# Goal of the exercise
Copy each line of the material in which the word "front" appears.

Start of Records for the exercise

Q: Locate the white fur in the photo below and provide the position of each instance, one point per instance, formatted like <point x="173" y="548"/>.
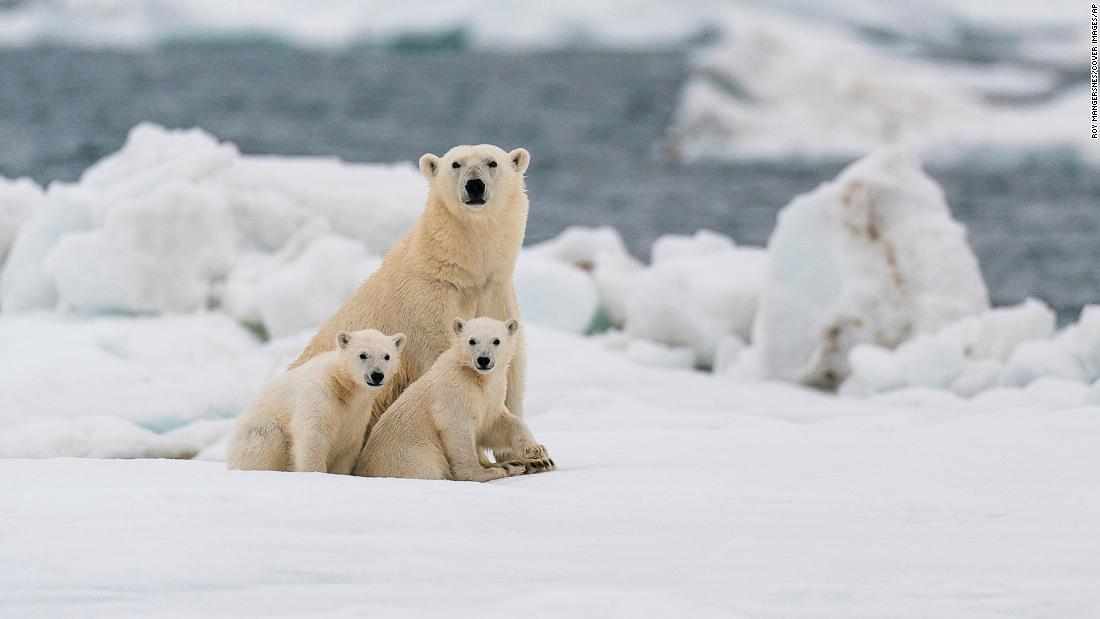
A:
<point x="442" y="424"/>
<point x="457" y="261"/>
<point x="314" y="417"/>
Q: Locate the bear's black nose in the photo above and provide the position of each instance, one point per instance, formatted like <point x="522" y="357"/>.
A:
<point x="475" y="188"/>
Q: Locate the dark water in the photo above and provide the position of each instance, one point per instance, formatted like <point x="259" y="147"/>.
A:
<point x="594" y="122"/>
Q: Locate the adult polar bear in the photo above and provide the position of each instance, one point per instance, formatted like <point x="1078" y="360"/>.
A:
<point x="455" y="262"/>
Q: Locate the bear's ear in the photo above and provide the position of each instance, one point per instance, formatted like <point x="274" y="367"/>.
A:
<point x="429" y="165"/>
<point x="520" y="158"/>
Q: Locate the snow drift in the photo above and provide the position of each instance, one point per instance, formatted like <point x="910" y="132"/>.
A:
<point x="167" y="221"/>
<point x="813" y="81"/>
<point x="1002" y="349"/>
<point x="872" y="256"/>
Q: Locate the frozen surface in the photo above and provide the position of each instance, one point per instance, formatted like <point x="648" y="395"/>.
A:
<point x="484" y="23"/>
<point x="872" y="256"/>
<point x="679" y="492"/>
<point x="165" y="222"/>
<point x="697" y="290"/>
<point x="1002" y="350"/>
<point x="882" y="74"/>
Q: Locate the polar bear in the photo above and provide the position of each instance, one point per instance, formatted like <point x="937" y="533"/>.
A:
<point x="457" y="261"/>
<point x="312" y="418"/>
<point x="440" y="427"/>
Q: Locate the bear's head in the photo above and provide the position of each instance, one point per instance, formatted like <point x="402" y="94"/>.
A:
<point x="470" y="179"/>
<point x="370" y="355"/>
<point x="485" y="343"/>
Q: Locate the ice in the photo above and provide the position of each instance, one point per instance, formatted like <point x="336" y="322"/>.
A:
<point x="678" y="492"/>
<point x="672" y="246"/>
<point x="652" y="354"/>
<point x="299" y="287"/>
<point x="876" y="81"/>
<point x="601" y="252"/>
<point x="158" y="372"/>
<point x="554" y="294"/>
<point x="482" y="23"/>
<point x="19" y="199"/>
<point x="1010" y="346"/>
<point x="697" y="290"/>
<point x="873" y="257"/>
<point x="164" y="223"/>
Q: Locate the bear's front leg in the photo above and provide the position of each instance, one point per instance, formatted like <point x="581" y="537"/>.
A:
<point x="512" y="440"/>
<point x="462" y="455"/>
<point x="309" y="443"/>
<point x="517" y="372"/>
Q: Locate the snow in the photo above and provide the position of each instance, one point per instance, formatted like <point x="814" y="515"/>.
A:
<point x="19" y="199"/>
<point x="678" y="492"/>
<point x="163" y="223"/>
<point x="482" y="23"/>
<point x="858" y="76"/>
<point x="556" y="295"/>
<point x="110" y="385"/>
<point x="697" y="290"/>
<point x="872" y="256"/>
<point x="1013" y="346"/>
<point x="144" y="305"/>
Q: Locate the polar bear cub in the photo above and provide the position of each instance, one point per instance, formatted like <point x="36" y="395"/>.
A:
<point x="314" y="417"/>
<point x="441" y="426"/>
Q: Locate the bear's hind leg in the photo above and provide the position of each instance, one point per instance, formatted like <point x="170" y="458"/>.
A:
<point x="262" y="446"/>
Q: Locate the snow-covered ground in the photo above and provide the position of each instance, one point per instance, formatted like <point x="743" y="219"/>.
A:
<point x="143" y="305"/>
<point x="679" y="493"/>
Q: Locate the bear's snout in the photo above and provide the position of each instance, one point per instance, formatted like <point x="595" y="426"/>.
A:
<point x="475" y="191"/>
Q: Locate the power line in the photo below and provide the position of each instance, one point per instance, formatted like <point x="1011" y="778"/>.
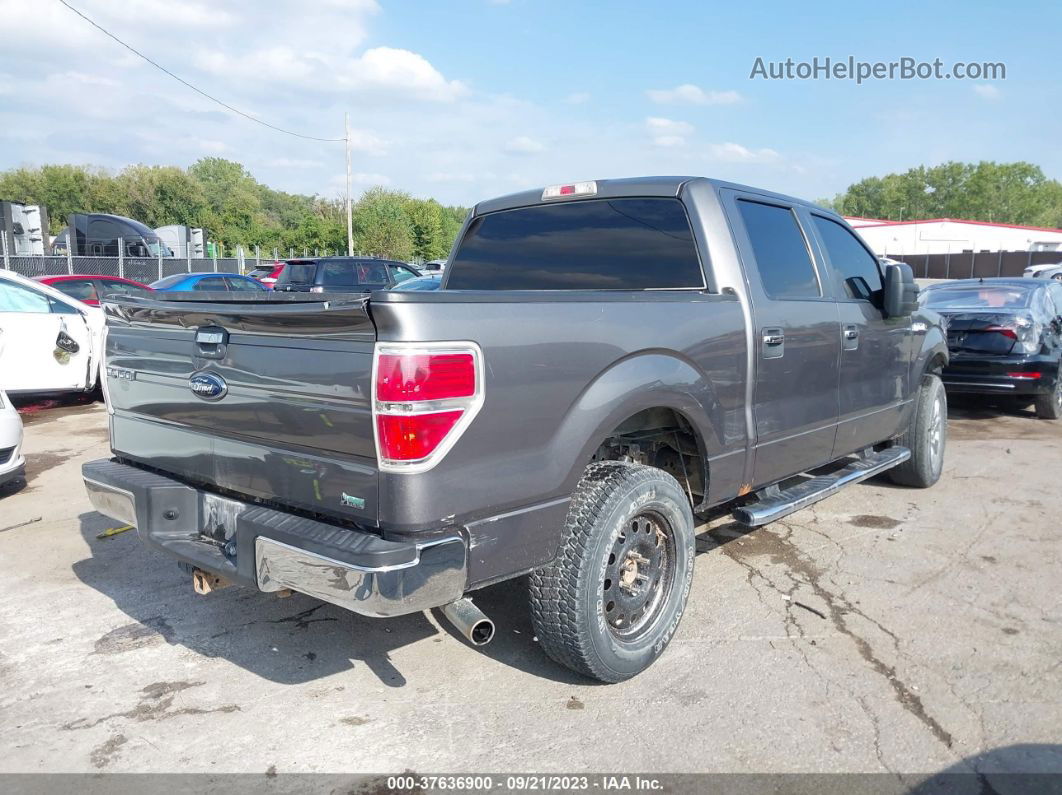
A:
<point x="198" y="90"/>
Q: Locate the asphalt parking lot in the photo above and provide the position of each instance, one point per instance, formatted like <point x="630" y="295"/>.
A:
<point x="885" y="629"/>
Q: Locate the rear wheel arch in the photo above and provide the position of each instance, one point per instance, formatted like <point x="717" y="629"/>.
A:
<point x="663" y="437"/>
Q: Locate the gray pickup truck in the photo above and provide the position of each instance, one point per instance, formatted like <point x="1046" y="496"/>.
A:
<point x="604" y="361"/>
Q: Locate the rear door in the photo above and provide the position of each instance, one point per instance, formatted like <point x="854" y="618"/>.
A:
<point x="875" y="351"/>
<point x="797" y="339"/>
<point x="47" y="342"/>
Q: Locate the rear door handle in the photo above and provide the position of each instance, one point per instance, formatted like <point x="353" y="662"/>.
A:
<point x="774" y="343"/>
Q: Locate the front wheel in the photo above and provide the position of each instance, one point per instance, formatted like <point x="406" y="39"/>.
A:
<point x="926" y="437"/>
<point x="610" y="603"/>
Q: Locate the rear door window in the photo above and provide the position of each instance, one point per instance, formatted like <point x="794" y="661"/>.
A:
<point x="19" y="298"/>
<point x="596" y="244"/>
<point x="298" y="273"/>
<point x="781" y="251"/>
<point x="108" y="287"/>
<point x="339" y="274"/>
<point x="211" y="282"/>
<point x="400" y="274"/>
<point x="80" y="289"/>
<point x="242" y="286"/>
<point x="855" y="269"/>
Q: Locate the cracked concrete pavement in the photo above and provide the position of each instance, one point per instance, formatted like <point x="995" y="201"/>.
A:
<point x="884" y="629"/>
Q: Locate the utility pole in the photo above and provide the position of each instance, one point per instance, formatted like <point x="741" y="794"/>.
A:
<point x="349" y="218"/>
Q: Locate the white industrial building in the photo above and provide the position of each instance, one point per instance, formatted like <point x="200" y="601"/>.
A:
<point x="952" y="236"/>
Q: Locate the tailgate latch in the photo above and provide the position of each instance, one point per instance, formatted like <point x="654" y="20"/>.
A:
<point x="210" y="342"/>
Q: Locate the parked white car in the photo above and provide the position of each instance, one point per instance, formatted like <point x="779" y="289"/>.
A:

End of Records for the exercise

# Solution to the exercise
Q: Locate the bear's front leg in the photo above and provide the position of each instance, one point per instance, formatted like <point x="581" y="537"/>.
Q: Locate the front wheel in the photo above and provide the position of each instance, one point per instance, formatted like <point x="406" y="39"/>.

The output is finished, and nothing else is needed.